Point labeling examples:
#####
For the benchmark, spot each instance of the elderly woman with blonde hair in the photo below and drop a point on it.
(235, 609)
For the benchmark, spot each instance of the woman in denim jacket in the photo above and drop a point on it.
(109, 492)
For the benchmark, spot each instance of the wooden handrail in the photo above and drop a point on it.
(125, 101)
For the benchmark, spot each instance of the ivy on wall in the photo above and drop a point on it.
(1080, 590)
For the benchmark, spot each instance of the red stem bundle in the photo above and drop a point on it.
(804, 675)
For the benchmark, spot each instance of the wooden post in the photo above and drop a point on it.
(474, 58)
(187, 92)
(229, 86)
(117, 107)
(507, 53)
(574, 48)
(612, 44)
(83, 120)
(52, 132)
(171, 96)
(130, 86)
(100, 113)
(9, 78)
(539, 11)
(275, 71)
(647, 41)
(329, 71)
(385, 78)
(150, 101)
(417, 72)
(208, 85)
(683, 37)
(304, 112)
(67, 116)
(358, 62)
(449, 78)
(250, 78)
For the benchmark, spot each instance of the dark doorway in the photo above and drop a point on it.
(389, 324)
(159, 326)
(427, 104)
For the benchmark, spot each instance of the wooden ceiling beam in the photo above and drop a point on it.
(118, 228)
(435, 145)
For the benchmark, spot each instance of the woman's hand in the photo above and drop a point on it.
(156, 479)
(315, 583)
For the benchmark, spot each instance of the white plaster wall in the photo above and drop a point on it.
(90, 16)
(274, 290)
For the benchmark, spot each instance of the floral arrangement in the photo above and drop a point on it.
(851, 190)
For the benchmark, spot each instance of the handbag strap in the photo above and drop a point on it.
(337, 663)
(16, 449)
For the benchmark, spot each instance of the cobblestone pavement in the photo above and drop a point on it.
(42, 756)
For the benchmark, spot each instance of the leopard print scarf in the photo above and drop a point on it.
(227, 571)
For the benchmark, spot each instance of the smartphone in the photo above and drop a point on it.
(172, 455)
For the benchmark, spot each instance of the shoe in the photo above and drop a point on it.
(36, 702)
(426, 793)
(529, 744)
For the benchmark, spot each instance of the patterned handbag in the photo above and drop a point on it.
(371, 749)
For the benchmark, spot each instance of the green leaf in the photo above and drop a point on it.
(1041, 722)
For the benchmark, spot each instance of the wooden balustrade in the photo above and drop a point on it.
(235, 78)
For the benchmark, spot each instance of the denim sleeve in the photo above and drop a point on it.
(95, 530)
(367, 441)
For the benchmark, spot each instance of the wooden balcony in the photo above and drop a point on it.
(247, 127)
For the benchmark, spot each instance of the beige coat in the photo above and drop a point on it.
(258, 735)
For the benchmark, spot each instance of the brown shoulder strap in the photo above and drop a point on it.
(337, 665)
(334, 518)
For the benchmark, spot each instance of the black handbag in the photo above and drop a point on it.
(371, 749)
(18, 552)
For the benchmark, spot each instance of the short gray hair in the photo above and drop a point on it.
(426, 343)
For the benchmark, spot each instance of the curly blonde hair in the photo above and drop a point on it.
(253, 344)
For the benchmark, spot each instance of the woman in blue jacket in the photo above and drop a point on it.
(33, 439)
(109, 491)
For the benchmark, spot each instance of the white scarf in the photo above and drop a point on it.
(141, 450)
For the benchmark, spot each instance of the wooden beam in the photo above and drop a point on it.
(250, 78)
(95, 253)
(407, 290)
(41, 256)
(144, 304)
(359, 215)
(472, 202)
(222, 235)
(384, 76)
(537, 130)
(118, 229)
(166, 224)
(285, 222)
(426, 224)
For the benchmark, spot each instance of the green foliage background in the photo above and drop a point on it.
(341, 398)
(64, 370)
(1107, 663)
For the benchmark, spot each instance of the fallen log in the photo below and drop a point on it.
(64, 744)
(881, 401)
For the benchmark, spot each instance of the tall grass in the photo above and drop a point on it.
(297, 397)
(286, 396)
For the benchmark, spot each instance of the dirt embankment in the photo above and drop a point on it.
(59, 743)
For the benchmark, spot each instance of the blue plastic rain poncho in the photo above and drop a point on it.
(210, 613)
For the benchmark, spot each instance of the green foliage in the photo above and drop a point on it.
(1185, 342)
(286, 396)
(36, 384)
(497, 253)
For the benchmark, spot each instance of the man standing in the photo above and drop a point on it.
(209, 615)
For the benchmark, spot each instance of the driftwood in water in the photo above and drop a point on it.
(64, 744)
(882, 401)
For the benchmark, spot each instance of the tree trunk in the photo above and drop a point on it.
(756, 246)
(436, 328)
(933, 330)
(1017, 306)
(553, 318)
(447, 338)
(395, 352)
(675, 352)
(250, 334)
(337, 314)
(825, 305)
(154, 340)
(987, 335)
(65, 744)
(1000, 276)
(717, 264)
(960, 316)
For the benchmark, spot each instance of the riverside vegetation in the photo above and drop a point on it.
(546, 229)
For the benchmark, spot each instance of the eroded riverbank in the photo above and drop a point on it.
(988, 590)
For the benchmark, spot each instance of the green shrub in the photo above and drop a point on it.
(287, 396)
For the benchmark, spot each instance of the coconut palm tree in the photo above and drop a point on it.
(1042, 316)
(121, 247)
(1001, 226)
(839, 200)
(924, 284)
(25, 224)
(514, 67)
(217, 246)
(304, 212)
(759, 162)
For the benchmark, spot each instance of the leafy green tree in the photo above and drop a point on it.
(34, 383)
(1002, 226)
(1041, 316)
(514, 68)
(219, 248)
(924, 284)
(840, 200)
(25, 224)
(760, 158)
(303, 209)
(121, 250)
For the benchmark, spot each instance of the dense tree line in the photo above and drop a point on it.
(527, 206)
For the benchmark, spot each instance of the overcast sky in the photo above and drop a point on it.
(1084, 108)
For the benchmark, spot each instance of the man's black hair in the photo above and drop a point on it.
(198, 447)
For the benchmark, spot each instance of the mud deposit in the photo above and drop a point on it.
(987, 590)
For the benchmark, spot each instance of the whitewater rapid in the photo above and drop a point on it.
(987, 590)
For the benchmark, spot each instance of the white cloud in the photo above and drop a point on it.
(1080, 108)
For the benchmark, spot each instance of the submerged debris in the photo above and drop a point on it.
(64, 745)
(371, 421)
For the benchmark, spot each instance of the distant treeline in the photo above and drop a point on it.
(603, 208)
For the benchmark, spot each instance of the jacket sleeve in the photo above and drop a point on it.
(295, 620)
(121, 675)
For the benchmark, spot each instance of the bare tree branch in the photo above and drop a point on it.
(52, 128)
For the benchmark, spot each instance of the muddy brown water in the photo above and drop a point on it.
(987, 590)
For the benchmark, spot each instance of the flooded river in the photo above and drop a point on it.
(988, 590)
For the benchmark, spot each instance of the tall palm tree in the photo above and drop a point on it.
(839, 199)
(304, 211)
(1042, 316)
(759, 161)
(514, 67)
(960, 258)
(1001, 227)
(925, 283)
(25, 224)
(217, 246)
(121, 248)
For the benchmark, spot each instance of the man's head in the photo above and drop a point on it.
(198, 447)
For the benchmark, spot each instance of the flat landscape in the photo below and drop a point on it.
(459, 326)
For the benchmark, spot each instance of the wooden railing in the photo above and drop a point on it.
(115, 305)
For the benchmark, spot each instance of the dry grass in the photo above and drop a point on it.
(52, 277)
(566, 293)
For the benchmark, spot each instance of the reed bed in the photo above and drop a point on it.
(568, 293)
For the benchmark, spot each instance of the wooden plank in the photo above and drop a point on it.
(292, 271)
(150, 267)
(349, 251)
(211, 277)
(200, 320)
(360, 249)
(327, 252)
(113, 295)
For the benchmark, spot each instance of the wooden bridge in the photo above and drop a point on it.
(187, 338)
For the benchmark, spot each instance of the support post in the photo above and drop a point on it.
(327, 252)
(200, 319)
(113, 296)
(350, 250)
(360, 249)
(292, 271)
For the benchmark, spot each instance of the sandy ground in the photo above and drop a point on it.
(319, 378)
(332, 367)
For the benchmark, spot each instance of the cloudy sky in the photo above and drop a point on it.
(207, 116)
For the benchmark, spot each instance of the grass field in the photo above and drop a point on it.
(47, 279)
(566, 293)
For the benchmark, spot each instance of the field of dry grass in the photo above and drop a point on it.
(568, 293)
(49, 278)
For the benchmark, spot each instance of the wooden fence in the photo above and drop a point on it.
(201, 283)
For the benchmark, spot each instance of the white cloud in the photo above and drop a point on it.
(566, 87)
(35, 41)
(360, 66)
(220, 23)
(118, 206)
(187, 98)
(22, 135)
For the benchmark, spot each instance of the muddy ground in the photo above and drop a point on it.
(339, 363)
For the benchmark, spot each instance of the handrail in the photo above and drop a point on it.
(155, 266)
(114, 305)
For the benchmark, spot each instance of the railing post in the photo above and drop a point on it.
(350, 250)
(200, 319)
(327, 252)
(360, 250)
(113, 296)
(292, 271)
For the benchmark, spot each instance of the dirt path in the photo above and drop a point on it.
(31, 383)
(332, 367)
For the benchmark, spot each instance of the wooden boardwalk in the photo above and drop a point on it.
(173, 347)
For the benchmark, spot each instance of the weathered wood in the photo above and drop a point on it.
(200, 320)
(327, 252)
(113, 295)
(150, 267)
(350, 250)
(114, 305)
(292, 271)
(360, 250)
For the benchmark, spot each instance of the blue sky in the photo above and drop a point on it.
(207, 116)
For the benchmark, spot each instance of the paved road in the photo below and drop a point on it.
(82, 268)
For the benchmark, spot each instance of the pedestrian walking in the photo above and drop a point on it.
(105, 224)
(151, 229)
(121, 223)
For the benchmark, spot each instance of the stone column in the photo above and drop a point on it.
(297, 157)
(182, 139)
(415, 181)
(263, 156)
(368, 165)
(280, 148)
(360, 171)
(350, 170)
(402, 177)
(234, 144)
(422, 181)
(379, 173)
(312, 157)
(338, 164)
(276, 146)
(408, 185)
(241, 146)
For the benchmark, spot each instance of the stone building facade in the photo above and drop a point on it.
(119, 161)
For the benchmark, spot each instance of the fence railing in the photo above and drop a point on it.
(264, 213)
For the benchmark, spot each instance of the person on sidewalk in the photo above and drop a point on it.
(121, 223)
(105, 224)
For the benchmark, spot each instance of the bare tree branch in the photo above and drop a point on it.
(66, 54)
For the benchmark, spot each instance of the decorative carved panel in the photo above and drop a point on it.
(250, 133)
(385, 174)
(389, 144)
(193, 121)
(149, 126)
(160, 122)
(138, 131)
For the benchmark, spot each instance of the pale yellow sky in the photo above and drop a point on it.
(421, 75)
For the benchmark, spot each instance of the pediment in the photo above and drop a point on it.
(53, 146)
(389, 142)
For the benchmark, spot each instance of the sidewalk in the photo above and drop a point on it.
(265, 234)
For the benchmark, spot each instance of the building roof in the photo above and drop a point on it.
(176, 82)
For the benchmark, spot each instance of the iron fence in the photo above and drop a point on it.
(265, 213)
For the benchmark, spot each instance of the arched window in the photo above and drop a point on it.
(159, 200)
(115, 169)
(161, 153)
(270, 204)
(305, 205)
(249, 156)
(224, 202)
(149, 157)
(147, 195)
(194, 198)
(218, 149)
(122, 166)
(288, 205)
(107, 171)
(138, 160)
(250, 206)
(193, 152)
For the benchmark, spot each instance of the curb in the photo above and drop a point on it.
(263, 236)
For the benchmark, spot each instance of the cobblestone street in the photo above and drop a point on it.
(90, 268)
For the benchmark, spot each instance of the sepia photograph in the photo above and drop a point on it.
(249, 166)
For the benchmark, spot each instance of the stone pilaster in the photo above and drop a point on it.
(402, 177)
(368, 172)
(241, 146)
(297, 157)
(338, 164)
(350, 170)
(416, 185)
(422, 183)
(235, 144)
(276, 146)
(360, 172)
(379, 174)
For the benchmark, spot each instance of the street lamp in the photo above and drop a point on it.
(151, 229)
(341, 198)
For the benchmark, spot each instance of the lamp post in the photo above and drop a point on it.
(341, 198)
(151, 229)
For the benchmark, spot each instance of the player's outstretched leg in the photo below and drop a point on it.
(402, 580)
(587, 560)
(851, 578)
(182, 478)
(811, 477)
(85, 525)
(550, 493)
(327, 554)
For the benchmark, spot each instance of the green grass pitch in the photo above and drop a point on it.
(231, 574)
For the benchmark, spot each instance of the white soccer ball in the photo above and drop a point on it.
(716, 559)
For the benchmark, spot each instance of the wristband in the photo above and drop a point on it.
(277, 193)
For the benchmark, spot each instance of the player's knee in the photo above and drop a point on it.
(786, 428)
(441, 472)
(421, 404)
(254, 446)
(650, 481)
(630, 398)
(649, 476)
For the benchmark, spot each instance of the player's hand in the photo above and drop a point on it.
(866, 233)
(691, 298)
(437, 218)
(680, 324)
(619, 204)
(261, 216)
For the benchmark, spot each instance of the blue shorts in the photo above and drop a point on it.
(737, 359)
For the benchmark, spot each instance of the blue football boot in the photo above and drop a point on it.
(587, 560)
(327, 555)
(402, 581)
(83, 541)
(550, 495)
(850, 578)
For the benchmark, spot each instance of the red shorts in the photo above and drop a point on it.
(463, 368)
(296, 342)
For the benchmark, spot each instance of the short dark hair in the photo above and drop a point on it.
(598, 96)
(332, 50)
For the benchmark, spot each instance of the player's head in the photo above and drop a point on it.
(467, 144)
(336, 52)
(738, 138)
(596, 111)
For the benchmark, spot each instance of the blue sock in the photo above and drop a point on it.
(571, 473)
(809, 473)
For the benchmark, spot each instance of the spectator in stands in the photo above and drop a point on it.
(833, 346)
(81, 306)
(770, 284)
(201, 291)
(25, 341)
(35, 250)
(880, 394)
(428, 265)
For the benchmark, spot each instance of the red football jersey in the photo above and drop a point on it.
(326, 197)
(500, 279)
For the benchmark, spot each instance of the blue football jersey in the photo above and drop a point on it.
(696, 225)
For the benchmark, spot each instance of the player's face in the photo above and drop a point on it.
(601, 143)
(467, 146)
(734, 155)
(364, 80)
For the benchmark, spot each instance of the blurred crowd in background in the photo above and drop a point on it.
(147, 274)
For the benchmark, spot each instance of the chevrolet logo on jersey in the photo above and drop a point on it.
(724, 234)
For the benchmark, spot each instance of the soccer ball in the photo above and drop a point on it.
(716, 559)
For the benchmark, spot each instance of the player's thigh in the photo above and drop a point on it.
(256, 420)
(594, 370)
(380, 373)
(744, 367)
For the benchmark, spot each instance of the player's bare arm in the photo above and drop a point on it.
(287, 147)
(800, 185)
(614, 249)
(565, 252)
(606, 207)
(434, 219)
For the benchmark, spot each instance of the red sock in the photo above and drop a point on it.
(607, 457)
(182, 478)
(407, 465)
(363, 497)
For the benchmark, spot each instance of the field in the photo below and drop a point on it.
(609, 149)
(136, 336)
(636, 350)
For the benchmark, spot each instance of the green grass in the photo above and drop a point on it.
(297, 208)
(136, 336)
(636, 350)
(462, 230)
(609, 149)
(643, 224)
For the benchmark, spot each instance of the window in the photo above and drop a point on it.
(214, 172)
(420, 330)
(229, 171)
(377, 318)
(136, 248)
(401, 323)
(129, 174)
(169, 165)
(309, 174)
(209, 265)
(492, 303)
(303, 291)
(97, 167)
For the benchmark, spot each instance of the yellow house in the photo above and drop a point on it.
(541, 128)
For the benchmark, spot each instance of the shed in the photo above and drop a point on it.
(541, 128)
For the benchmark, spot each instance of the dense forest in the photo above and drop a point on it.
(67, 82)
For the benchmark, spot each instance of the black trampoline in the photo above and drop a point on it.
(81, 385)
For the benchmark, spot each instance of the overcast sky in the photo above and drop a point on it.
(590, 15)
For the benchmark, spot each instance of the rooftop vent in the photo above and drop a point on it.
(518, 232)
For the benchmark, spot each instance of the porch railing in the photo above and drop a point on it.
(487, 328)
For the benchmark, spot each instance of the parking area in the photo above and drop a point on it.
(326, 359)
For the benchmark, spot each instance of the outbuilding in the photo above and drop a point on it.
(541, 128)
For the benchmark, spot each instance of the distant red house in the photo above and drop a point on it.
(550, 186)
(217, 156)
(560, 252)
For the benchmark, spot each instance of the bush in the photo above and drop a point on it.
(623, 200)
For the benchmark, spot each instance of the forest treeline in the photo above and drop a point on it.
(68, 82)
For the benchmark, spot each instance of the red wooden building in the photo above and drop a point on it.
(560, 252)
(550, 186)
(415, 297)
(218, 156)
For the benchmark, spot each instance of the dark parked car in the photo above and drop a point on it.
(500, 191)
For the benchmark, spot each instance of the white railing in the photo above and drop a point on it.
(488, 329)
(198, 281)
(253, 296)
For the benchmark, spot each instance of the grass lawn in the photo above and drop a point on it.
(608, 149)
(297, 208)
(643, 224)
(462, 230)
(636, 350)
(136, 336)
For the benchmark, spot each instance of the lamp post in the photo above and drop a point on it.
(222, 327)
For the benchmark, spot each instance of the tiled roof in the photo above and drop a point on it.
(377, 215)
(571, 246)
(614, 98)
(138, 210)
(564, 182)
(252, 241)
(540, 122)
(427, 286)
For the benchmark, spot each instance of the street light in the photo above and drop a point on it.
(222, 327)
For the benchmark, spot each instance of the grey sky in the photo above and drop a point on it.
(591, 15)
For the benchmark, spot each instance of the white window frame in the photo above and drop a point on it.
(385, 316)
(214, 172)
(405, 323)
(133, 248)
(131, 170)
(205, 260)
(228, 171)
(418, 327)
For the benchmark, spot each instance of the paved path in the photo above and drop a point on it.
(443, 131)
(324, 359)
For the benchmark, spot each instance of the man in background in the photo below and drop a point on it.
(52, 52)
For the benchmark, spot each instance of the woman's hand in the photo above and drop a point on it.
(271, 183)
#####
• _Request_: Output the lines from the line containing "For the benchmark, spot each instance of the tiled" to the end, both included; add nothing.

• _Worked solution_:
For the benchmark, spot each instance of the tiled roof in the photo above and drop a point on it.
(377, 215)
(571, 246)
(614, 98)
(138, 210)
(564, 182)
(252, 241)
(540, 122)
(427, 286)
For the benchmark, spot each instance of the street light in the photo above and drop a point on it.
(222, 327)
For the benchmark, spot each instance of the grey sky in the photo above and drop a point on it.
(591, 15)
For the benchmark, spot each instance of the white window frame in the photo above and drop a point on it.
(385, 316)
(214, 172)
(405, 323)
(133, 248)
(131, 170)
(205, 260)
(228, 171)
(418, 327)
For the benchmark, spot each instance of the paved path in the photo above and drop a point on it.
(443, 131)
(324, 359)
For the benchmark, spot each instance of the man in background in the photo below and drop a point on it.
(52, 52)
For the benchmark, spot each instance of the woman's hand in the photo above and drop a point on it.
(271, 183)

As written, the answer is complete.